*EXERCISE AIM*: Locate each line in the entries below that contains the word "player", and copy those lines.

- - -

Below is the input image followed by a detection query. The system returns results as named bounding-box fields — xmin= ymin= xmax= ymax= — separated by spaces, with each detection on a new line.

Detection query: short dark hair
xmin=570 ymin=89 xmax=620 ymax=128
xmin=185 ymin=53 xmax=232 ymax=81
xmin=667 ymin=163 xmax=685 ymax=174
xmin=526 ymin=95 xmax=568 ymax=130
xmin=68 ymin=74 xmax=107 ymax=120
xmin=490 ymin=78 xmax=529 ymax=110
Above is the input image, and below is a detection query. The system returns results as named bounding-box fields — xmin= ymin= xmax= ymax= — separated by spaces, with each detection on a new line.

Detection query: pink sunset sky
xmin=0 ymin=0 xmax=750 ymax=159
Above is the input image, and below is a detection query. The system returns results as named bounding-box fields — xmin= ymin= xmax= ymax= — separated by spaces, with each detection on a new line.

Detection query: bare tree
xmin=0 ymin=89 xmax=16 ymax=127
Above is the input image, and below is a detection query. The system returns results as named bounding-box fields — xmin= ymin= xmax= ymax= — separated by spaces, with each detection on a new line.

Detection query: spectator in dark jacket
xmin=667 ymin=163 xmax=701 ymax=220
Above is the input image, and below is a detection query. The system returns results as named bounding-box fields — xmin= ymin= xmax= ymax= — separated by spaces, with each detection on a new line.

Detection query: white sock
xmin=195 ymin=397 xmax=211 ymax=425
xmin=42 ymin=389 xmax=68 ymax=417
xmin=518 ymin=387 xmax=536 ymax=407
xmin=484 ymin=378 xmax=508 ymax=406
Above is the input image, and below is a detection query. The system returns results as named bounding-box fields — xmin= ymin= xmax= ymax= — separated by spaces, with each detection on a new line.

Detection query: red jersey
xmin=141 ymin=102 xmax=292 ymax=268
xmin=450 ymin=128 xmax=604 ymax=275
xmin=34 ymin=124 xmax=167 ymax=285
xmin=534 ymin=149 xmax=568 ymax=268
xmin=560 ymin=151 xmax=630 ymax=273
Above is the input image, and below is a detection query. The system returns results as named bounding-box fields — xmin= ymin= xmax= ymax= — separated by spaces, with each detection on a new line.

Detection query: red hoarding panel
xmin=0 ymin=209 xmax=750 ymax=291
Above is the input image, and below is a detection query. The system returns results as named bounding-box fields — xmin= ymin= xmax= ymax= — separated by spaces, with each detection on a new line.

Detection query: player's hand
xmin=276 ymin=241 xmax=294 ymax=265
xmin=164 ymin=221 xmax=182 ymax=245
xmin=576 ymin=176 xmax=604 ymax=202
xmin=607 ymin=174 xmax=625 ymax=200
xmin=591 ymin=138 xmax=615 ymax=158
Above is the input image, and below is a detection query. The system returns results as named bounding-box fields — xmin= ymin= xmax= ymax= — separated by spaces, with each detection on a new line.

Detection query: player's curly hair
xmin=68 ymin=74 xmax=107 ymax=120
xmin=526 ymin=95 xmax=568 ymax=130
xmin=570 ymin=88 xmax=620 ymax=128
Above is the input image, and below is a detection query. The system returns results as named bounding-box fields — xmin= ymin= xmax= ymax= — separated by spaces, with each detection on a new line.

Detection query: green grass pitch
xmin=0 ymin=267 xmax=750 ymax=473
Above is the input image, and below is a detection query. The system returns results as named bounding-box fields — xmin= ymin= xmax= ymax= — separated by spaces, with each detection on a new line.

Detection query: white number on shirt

- - -

*ANSWER IN FULL*:
Detection query: player's hand
Detection query: player's curly hair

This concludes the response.